> _Brief_
Retype every record exactly. Skip the images.

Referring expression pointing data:
****************************************
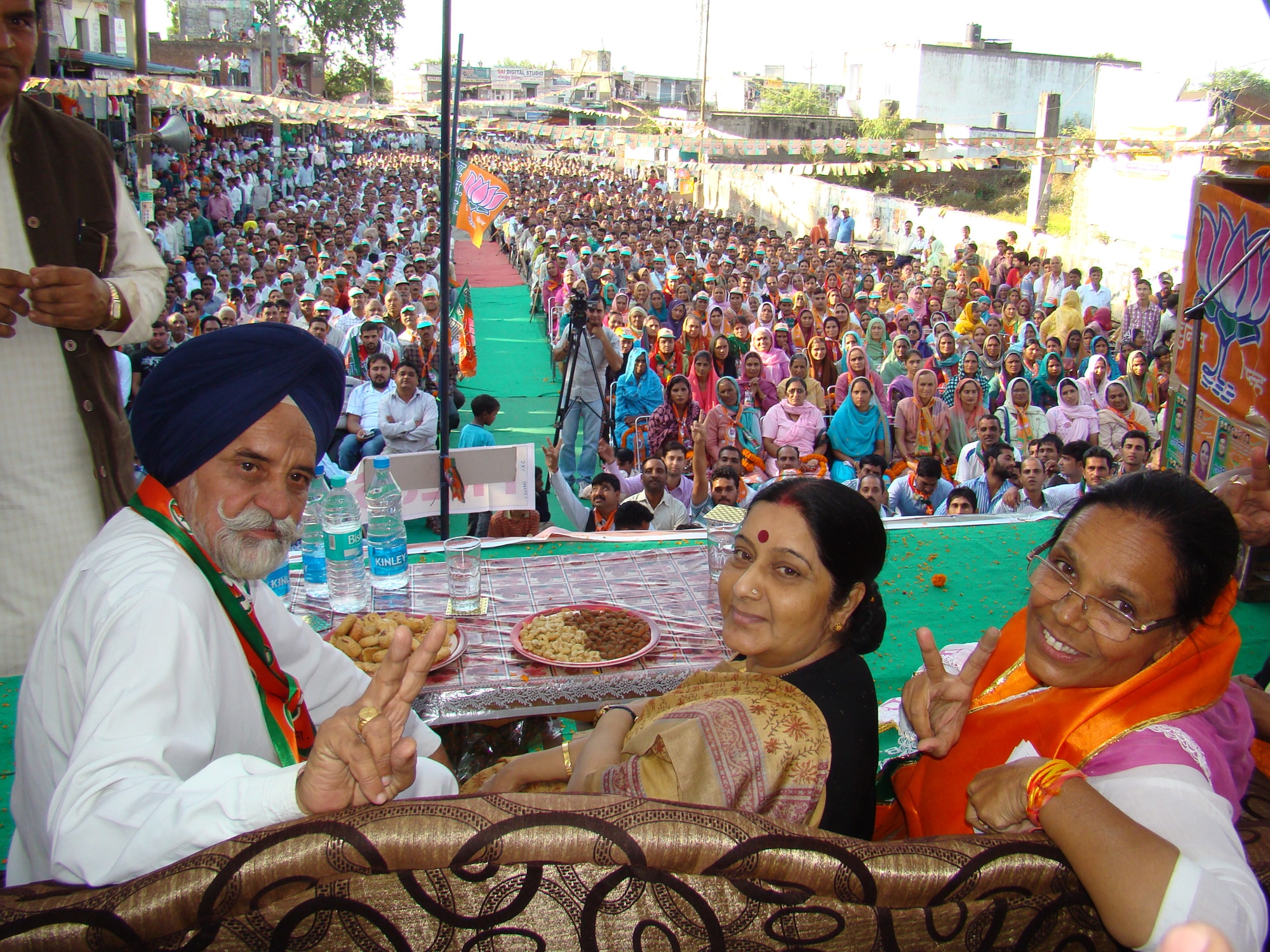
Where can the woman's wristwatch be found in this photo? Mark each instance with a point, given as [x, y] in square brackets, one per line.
[606, 709]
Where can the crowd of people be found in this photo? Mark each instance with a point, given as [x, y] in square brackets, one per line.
[906, 374]
[172, 701]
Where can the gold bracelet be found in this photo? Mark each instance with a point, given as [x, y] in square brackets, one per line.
[606, 709]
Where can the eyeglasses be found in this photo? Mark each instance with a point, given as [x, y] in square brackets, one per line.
[1057, 582]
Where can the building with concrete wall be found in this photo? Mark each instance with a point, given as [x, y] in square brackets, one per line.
[970, 84]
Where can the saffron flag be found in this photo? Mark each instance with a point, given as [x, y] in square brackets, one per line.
[463, 328]
[481, 196]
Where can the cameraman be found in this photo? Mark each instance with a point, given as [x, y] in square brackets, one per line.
[598, 351]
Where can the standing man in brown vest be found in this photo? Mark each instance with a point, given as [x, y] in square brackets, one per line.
[78, 276]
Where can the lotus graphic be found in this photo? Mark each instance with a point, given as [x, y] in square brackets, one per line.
[1240, 309]
[483, 196]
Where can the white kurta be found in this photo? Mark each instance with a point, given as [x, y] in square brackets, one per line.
[50, 505]
[140, 734]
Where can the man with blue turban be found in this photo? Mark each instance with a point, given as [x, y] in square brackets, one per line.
[172, 701]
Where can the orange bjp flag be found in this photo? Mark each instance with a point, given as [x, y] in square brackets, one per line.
[482, 194]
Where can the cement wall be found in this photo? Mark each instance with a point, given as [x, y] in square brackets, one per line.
[794, 202]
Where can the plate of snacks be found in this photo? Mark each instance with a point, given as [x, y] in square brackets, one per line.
[587, 635]
[366, 638]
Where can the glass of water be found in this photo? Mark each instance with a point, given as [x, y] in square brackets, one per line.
[721, 540]
[463, 573]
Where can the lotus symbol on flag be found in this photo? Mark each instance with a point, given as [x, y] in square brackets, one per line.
[1240, 309]
[483, 195]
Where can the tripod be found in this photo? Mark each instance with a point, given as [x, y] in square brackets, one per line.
[578, 337]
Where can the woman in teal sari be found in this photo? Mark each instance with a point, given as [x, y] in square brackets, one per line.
[1046, 387]
[859, 428]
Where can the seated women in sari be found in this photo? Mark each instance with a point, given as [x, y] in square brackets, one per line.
[968, 407]
[794, 422]
[1122, 416]
[1012, 367]
[921, 422]
[858, 430]
[704, 381]
[774, 361]
[946, 359]
[1074, 418]
[799, 607]
[857, 366]
[639, 394]
[725, 359]
[732, 425]
[674, 420]
[1020, 421]
[669, 359]
[1046, 385]
[802, 367]
[763, 392]
[1141, 383]
[1120, 668]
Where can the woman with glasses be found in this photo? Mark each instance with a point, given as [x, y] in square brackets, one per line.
[1104, 714]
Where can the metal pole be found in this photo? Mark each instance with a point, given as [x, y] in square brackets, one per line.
[1196, 315]
[145, 196]
[705, 56]
[275, 77]
[446, 194]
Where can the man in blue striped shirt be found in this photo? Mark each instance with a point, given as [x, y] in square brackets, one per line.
[990, 488]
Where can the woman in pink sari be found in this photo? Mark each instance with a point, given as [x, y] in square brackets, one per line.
[1074, 418]
[777, 362]
[857, 364]
[703, 380]
[794, 422]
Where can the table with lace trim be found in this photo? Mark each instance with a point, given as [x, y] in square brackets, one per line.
[491, 681]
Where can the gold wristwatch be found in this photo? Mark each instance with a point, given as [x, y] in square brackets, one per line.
[116, 310]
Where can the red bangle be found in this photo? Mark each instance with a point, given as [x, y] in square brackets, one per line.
[1046, 784]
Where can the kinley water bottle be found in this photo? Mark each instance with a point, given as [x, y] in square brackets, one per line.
[342, 529]
[313, 544]
[385, 530]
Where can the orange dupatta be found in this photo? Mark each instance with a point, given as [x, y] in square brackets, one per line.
[1071, 724]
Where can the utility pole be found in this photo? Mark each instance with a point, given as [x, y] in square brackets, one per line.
[275, 77]
[145, 196]
[446, 195]
[705, 58]
[1038, 187]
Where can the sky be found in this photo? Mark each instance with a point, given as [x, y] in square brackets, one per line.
[1175, 40]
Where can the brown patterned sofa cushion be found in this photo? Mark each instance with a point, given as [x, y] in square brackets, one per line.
[591, 873]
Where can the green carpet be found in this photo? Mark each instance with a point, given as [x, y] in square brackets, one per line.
[512, 365]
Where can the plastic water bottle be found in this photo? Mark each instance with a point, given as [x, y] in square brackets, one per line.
[313, 546]
[385, 530]
[280, 579]
[342, 531]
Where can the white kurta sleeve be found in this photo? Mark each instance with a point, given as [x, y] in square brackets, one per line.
[143, 788]
[1212, 882]
[328, 677]
[139, 271]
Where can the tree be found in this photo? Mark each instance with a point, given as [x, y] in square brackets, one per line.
[354, 77]
[1231, 83]
[797, 101]
[885, 128]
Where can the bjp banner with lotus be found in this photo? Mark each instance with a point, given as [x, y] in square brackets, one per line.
[481, 196]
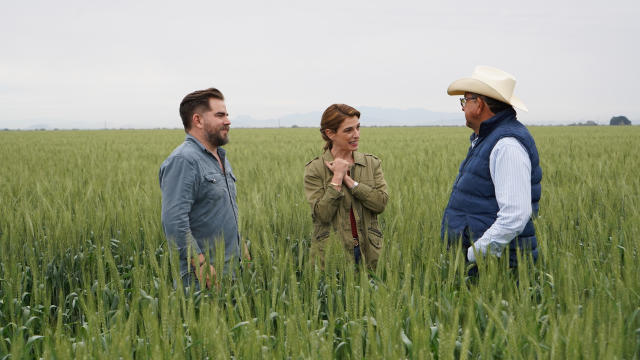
****************************************
> _Solution_
Where can the woman's wristwatch be found in this photo? Mark each instance with a point, given as [x, y] in square brackets, one per line.
[606, 709]
Where can the crowd of people be found in this photo? Mark each instance with a point, given as [x, y] in square brackets, one per line.
[906, 374]
[172, 701]
Where can the gold bracelet be found in this photo? Mark each instance with a point, given as [x, y] in square brackets, one per line.
[606, 709]
Where can the eyeglasses be found in this photo? Mark each instance with a point, given as [x, y] in square brackets, one per line.
[1057, 582]
Where can the building with concrete wall be found in this photo? Mark each instance with a point, given as [x, y] in square brackets, one per line.
[970, 84]
Where can the saffron flag be found in this photo? Mark each instance with a point, given as [x, y] in square brackets, one per line.
[463, 328]
[481, 196]
Where can the cameraman be found in this photo? Mark each instance with a point, given as [x, y] in square brackets, one per line.
[598, 351]
Where can the standing man in brown vest be found in this photo? Mark each instance with a point, given as [x, y] in square brackets, one per line.
[78, 276]
Where can the lotus graphic be found in this photo? Mark each instance with a point, given as [x, y] in square brackets, one per line.
[1240, 309]
[483, 196]
Where can the white kurta be found in this photo? Mark each instance with a point, given as [x, y] in square brackets, one per line.
[50, 505]
[140, 734]
Where can the man with blue turban be found in this photo? Mark each instance with a point, given as [x, y] in square brackets, one per line.
[172, 701]
Where can the orange bjp flag be found in this photo? Mark each instance with a point, given as [x, y] in square brackets, one per line.
[482, 194]
Where can the cement wall be found in this photo? Mark each instance with a point, given as [x, y] in square brackets, one per line.
[794, 202]
Where can the plate of snacks be found in this photo? Mark each instance with a point, given as [x, y] in square brackets, one per line.
[587, 635]
[366, 638]
Where can the glass of water be found in this photo? Mark each instance with a point, given as [x, y] in square brackets, one per line.
[721, 540]
[463, 573]
Where can the lotus symbol on flag be found in this photo? Mark each instance with a point, given as [x, y] in square brackets, one per line.
[1240, 309]
[483, 195]
Where can the tripod be found in this photo? Mark each instance with a point, given as [x, y] in square brackets, one per line.
[578, 337]
Where can the woman in teal sari be found in this photo? Mark each instance with a point, given as [x, y] in square brackets, one per line.
[1046, 387]
[859, 428]
Where can the seated women in sari be found in this photo? Mark each instance with a point, given as [x, y] in square brackets, one per line.
[968, 407]
[794, 422]
[1122, 416]
[1012, 367]
[921, 422]
[858, 430]
[704, 381]
[774, 361]
[946, 359]
[1074, 418]
[799, 607]
[857, 366]
[639, 394]
[725, 359]
[732, 425]
[674, 420]
[1020, 421]
[669, 359]
[1046, 385]
[802, 367]
[763, 392]
[1141, 383]
[1120, 668]
Where can the woman with glasses be found in this photo? Mark each instance with a point, given as [x, y] in square brackets, one per line.
[1104, 714]
Where can the metal pole be found in this photo? Mark each instance with a point, given as [x, y] in square brackets, one per line.
[1196, 315]
[145, 196]
[705, 56]
[275, 77]
[446, 194]
Where can the man in blue striped shirt be found in this photo? Mark each instance with a point, given as [x, y] in square brackets, one per line.
[990, 488]
Where can the woman in pink sari be found in this photo? Mark each instance with a point, given as [x, y] in square brackets, one per line.
[1074, 418]
[777, 362]
[857, 364]
[703, 380]
[794, 422]
Where can the table with lace trim be found in this photo? Mark each instance with a point, given as [x, y] in square brackets, one per line.
[491, 681]
Where can the gold wristwatch be found in this photo? Mark each instance with a point, given as [x, y] in square brackets, one per line.
[116, 310]
Where can the red bangle be found in this photo? Mark each instance with a point, given as [x, y] in square brackets, one per line.
[1046, 784]
Where can the kinley water bottle be found in this photo? Mark each instance with a point, given as [x, y] in square brackets, one per line.
[342, 529]
[313, 544]
[385, 530]
Where can the orange dupatta be found in this photo? Mark each instance with a point, given as [x, y] in square brackets, one per line.
[1071, 724]
Where can the utility pole be found in this photo? Mark each instance with a point, given as [x, y] in square brackets, one per line.
[275, 77]
[145, 196]
[446, 195]
[705, 58]
[1038, 187]
Where can the sky be found in this photo? Mark each instance with a point, given as [x, y] in square brackets, one per line.
[1175, 40]
Where can the brown patterned sofa cushion be found in this photo? Mark each instance with a point, given as [x, y] in square brackets, one per line.
[591, 873]
Where can the green carpet be found in this photo? Mark each instance with a point, given as [x, y] in square brackets, one per line.
[512, 365]
Where can the plastic water bottle be found in this photo? Mark each instance with a point, given as [x, y] in square brackets, one per line.
[313, 546]
[385, 530]
[280, 579]
[342, 531]
Where can the white kurta sleeve be found in this photo? Mark each instance with a point, given as [x, y] in square brackets, one per line.
[143, 788]
[1212, 882]
[328, 677]
[139, 271]
Where can the tree be found in this photo? Mark each instance with a point, given as [x, y] in square brackets, one per line.
[354, 77]
[1231, 83]
[797, 101]
[885, 128]
Where can the bjp banner with lotus be found in this photo? Mark each instance with a point, given as [x, y] in square brackets, one per line.
[481, 196]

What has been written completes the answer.